▸ WHAT YOU SHOULD DO
Each entry below should be written out exactly as it is, with no pictures.

▸ DATASET
--*--

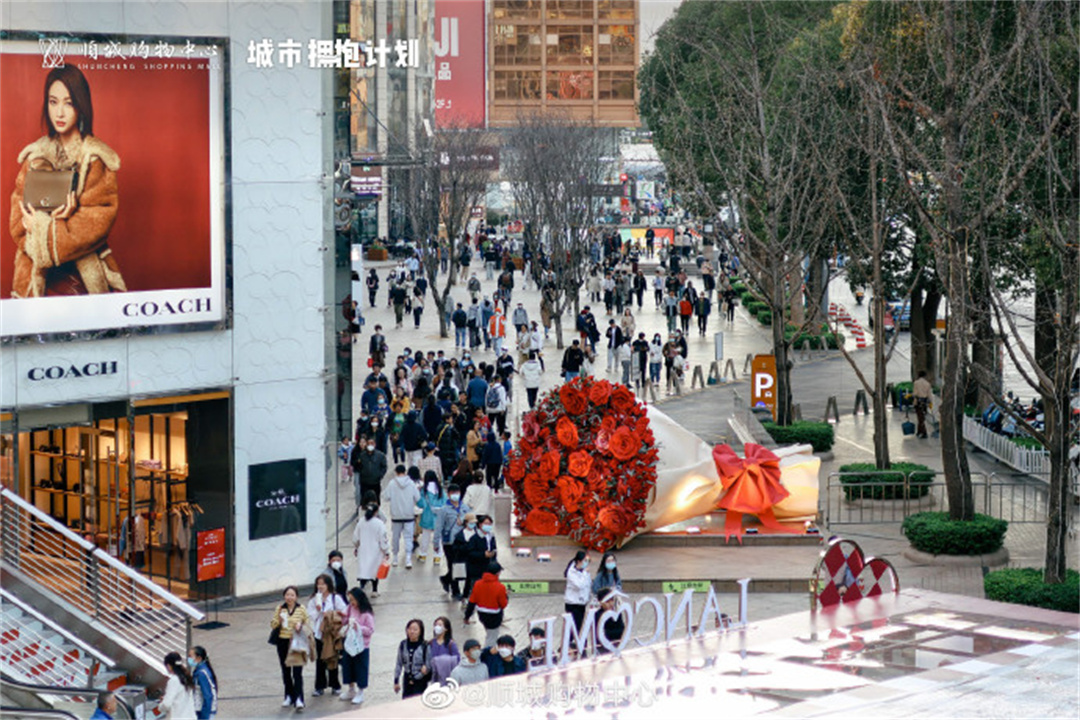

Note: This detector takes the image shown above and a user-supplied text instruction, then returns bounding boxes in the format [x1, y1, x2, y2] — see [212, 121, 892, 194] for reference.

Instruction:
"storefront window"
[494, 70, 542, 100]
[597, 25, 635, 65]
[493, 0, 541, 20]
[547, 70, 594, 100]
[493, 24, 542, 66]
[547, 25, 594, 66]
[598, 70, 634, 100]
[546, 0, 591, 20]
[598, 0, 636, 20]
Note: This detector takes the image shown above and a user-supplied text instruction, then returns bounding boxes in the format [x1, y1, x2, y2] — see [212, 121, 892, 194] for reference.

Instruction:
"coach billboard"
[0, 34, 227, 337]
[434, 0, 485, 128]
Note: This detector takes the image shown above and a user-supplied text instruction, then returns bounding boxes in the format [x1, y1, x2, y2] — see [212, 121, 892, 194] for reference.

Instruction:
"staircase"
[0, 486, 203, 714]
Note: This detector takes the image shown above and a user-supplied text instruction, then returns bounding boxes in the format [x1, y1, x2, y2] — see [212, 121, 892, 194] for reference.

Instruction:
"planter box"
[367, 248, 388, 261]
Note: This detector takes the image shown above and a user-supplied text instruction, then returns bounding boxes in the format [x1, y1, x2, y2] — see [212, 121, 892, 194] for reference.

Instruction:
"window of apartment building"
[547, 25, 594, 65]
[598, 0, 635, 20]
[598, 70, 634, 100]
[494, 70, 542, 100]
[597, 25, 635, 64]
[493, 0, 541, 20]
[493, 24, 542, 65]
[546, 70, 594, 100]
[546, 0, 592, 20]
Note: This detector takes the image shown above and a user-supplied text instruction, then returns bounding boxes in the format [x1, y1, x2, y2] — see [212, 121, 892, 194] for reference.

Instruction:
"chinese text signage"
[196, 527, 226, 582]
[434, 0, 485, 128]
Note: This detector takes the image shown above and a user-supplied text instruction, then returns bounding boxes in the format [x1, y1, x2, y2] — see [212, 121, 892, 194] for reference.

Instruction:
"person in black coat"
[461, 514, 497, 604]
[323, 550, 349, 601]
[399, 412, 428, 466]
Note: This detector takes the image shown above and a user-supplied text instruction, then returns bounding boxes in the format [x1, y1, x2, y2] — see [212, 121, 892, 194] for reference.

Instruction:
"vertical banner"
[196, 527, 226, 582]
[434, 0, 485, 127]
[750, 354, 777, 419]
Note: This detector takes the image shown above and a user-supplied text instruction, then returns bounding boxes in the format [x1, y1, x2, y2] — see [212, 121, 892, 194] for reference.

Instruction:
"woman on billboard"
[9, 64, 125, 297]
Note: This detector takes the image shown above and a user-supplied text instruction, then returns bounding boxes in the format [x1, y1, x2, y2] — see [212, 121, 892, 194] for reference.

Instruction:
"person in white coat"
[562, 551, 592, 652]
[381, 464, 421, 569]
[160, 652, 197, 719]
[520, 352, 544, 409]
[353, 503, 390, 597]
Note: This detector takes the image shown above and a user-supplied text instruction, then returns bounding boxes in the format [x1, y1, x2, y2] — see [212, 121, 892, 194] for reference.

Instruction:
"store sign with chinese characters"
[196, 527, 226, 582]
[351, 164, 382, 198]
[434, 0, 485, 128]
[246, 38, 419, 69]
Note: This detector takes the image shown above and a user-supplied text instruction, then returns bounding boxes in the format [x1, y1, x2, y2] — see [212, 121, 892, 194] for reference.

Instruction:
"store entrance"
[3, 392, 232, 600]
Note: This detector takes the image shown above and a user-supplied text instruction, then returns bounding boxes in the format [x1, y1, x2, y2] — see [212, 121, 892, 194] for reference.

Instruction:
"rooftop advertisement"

--*--

▸ EXERCISE SOLUTION
Note: This detector takes the image shown above and a user-supplied text instruction, then returns bounding boxes in the format [x1, y1, x2, y2] — see [212, 121, 892, 194] for reference.

Instruction:
"storefront window"
[494, 70, 542, 100]
[597, 25, 635, 65]
[493, 0, 541, 20]
[547, 70, 594, 100]
[493, 24, 542, 66]
[547, 25, 594, 66]
[598, 70, 634, 100]
[546, 0, 591, 20]
[598, 0, 636, 20]
Note: This detector takes the image shown above and a user-supplied text instruction, then returns bounding boxes in the format [x1, y1, x2, y2] — see [212, 121, 892, 194] for reference.

Instruction:
"coach billboard"
[0, 34, 227, 337]
[434, 0, 485, 128]
Note: This detector takes the image shown above and a user-supplied text instruction, then returns bounding boxes in the format [x1, y1, x2, y2] — see [212, 121, 892, 194] for reference.

Instruction:
"staircase"
[0, 486, 203, 714]
Note: This detector takes the image shown above and a user-supplied text instruction, then returns bounding boxes in the format [x1, y1, x2, y2] — see [212, 121, 892, 194] for reference.

Instruction:
"planter box"
[367, 248, 388, 261]
Note: This detector takes the image shown above and a user-supplied text instruction, then returns bounding boxes in the format [x1, y1, x2, y2] — see [212, 121, 892, 194] for reference.

Instruction:
"window of apartment building"
[547, 25, 594, 65]
[598, 0, 635, 20]
[598, 70, 634, 100]
[494, 70, 542, 100]
[597, 25, 635, 64]
[493, 0, 541, 20]
[493, 24, 542, 65]
[546, 70, 594, 100]
[546, 0, 592, 20]
Note: This detector takes the image shown above and a user-supplied text instruction, then returns bounding boxes in the format [x1, y1, x2, y2] — see [212, 121, 892, 194] for reference.

Instruction:
"chinese text signage"
[196, 527, 226, 582]
[434, 0, 485, 128]
Note: This detector takes the image shown above and a user-supplied text instruction, then returns bounding boxes in the format [x1, y1, x2, y2] — see [212, 121, 892, 194] for reference.

Instruction:
"person in black coat"
[461, 514, 497, 604]
[323, 550, 349, 601]
[399, 412, 428, 466]
Note: This detector takes the image shown above and a user-supplied text instruction, then returns bounding boxes in the format [x1, y1, x2, y2] — see [212, 121, 892, 194] for reference.

Instruction:
"vertical banner"
[196, 527, 226, 582]
[434, 0, 485, 127]
[750, 354, 777, 419]
Note: This detector takes the image shown above and a user-supplied text instruction, then returns bounding boxes in the format [x1, y1, x2, y2] — see [212, 121, 892, 194] for reference.

Instruction:
"woman on billboard"
[9, 64, 125, 297]
Note: This detector takes the image shown above and a user-supplied text instruction, then returns bounding boxes in the format [x1, y1, x2, y2] — see [212, 121, 892, 194] for reference.

Instruction:
"person in white coat"
[562, 551, 592, 652]
[381, 464, 421, 569]
[160, 652, 197, 719]
[520, 352, 544, 409]
[353, 503, 390, 597]
Note: This detector takes the image shown above and a user-supplied text instruction, then returns bounding boxes in the format [x1, y1, x2, y2] — see [212, 121, 892, 194] for reference.

Instruction:
"store sign with chinese characters"
[196, 527, 226, 582]
[351, 164, 382, 198]
[434, 0, 485, 128]
[246, 38, 419, 69]
Note: This detector takes the image shown above and a user-supplied text instruction, then returns bounding boxes in the format [x1, y1, x2, y2] — see [212, 121, 892, 194] for reference.

Instruction:
"store entrance"
[3, 392, 232, 600]
Note: This detector takes the image shown above and a user-supplied text instruction, then returns bounding boxes in the format [x1, y1, x2, y2] — see [212, 121, 892, 194] for reference.

Instruction:
"rooftop advertisement"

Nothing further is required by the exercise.